PROVIDED PASSAGE ::
*-*-*
Many domestic workers have little choice but to stay with abusive employers. For the first three or four months, their wages are paid directly to their Indonesian recruiter so they have no money. The employer also holds their passport. If they run away, they risk being picked up by Malaysian immigration officials, thrown into detention camps and deported as “illegals”. Finally, if they fail to complete their contract, they are compelled to pay their own return fare.
Despite these coercive methods, Human Rights Watch reported that close to 18,000 domestic workers escaped or ran away from their Malaysian employers in 2003. Even those who complete their contract and are paid in full are confronted with further extortion after returning to Indonesia. On their return they are processed separately at Jakarta airport, forced to undergo mandatory medical examinations, pay high taxes, exchange their earnings to rupiah at lower than the market rate and then bundled onto buses charging several times the normal fare.
*-*-*
(Natural-language object grounding data)
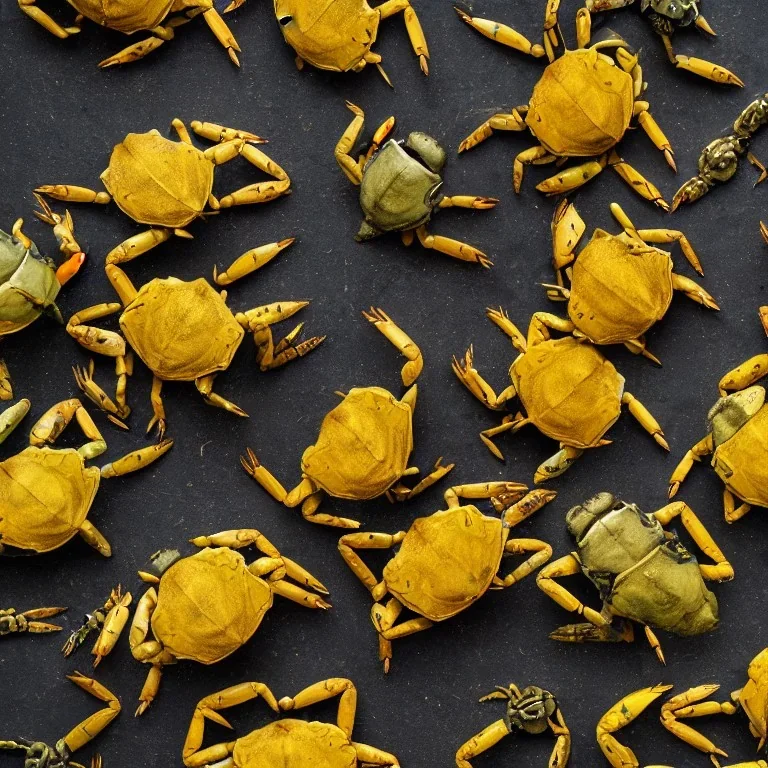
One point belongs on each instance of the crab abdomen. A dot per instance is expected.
(181, 330)
(397, 191)
(570, 391)
(582, 105)
(45, 496)
(446, 562)
(363, 445)
(329, 34)
(665, 590)
(209, 605)
(742, 462)
(159, 182)
(295, 744)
*-*-*
EXERCISES TO COMPLETE ::
[A] According to the passage on Indonesian domestic workers, how many domestic workers escaped or ran away from their Malaysian employers in 2003?
[B] Quote the passage on Indonesian domestic workers from "Many domestic workers" to "own return fare.".
The lines were taken from a source separate from the passage on Indonesian domestic workers.

SOLUTIONS ::
[A] Close to 18,000 domestic workers, as reported by Human Rights Watch.

[B]
Many domestic workers have little choice but to stay with abusive employers. For the first three or four months, their wages are paid directly to their Indonesian recruiter so they have no money. The employer also holds their passport. If they run away, they risk being picked up by Malaysian immigration officials, thrown into detention camps and deported as “illegals”. Finally, if they fail to complete their contract, they are compelled to pay their own return fare.